## Aim
From the line with "Target: beige wall" through the final line, transcribe the material below character for character; include no other lines.

= = =

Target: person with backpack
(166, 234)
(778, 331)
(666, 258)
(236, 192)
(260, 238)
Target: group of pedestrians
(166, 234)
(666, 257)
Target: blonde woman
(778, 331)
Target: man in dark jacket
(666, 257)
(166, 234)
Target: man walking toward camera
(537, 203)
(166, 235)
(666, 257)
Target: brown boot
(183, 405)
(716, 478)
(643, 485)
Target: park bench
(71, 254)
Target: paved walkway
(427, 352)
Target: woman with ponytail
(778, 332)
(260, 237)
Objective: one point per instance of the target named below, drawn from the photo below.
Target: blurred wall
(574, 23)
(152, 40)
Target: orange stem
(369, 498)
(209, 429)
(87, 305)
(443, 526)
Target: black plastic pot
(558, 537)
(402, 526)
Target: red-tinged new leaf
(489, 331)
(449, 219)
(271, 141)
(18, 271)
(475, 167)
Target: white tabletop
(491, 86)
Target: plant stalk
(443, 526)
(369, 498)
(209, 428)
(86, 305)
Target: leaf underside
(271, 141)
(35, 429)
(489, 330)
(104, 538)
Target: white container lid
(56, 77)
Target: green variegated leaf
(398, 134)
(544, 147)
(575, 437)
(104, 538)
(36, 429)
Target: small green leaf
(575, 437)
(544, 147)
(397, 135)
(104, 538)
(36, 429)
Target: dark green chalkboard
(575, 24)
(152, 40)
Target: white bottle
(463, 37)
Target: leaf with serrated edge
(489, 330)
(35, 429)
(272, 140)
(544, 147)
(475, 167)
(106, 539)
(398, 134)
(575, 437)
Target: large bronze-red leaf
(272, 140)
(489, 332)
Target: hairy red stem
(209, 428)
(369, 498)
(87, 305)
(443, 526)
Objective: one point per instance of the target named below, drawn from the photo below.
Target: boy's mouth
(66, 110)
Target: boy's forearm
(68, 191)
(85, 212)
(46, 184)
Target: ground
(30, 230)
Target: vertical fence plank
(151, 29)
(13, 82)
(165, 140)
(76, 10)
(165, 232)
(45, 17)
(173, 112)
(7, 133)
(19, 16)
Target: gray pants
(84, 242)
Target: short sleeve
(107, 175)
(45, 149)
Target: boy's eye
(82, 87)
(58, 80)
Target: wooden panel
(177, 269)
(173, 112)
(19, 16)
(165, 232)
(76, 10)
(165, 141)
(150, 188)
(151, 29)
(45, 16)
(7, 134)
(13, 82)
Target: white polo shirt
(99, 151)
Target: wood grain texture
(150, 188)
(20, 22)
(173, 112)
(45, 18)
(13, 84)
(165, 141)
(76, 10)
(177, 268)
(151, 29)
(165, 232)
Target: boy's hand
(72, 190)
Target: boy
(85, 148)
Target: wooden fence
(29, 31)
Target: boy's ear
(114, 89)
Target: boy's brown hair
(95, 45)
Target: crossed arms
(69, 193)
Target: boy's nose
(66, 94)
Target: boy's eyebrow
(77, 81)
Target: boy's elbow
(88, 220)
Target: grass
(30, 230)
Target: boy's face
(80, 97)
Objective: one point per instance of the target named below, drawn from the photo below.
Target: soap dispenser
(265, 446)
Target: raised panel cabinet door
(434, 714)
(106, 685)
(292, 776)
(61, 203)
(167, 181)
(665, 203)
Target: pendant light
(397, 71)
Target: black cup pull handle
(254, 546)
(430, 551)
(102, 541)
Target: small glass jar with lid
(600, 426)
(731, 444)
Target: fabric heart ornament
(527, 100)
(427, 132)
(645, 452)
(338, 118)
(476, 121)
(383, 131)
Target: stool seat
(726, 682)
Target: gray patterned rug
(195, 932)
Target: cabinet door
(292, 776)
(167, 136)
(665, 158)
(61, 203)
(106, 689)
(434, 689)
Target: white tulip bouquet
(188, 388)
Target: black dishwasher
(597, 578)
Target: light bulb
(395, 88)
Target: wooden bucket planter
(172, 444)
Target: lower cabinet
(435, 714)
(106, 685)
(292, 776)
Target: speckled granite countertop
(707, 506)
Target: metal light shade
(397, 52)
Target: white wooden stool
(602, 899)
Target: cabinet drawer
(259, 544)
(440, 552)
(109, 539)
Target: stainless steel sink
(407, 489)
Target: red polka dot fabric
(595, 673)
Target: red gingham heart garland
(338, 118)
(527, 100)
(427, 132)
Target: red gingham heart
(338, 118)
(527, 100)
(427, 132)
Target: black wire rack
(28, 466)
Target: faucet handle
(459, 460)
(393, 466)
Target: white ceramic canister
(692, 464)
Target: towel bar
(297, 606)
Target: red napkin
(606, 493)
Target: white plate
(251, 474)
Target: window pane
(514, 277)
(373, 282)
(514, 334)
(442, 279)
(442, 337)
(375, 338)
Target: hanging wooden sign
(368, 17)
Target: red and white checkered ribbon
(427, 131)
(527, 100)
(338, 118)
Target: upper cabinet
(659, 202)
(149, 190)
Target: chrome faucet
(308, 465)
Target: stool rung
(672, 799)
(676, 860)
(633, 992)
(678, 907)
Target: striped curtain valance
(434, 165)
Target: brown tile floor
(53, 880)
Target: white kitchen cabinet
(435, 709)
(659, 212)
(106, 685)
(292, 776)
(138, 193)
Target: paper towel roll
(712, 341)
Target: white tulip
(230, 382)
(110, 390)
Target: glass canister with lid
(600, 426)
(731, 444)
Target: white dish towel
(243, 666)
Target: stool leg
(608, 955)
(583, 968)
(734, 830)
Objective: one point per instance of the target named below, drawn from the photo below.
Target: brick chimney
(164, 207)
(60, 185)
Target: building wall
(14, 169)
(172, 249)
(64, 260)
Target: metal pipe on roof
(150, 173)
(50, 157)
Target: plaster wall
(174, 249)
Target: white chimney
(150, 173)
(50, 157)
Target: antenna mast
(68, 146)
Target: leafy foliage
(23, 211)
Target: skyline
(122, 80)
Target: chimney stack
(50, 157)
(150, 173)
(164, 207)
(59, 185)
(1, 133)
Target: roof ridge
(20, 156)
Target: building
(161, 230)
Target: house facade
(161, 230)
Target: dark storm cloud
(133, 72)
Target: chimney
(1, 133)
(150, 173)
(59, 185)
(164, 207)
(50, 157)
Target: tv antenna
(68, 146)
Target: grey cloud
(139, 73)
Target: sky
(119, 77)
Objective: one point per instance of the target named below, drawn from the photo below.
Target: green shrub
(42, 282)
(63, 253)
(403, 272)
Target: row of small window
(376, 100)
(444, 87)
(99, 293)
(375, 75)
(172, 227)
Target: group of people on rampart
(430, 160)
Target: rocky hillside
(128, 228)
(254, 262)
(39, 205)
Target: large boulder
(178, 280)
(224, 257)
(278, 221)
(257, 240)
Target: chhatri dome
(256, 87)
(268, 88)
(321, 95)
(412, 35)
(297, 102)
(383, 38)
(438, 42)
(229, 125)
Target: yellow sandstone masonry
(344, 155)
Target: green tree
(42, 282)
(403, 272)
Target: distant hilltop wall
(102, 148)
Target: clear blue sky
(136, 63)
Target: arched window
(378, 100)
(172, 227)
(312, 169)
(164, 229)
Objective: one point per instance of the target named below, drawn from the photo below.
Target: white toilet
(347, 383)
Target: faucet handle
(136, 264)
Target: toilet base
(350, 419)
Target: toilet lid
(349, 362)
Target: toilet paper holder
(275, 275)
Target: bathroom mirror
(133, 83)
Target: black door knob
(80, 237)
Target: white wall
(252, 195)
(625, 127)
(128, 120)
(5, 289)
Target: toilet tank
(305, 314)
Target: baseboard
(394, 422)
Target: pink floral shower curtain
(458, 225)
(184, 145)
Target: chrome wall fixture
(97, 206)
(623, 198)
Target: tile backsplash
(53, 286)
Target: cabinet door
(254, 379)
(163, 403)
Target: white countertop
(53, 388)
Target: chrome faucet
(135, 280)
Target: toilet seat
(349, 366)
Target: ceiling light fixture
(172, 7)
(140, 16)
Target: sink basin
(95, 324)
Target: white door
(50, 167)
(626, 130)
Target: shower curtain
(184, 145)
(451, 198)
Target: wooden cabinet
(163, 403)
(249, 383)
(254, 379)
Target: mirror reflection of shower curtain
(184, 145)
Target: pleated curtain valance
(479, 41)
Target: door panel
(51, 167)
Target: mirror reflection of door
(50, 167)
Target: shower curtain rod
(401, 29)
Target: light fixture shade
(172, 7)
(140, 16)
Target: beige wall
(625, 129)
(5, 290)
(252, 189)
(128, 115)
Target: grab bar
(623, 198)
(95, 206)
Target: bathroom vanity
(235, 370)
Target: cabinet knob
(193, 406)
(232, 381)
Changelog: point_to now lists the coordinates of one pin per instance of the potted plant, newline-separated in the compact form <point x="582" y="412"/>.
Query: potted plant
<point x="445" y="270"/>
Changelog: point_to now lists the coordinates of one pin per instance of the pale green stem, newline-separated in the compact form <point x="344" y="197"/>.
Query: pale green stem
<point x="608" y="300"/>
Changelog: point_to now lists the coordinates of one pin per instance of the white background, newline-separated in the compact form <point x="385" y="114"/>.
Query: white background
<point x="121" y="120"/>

= = =

## Final result
Target: beige wall
(625, 129)
(5, 290)
(252, 189)
(128, 115)
Target: grab bar
(623, 198)
(95, 206)
Target: bathroom vanity
(235, 370)
Target: cabinet knob
(193, 406)
(232, 381)
Changelog: point_to now lists the coordinates of one pin per instance of the potted plant, newline-separated in the compact form <point x="582" y="412"/>.
Query: potted plant
<point x="445" y="270"/>
Changelog: point_to now lists the coordinates of one pin per instance of the pale green stem, newline-separated in the compact form <point x="344" y="197"/>.
Query: pale green stem
<point x="608" y="300"/>
Changelog: point_to now lists the coordinates of one pin per instance of the white background, newline-separated in the compact form <point x="385" y="114"/>.
Query: white background
<point x="121" y="120"/>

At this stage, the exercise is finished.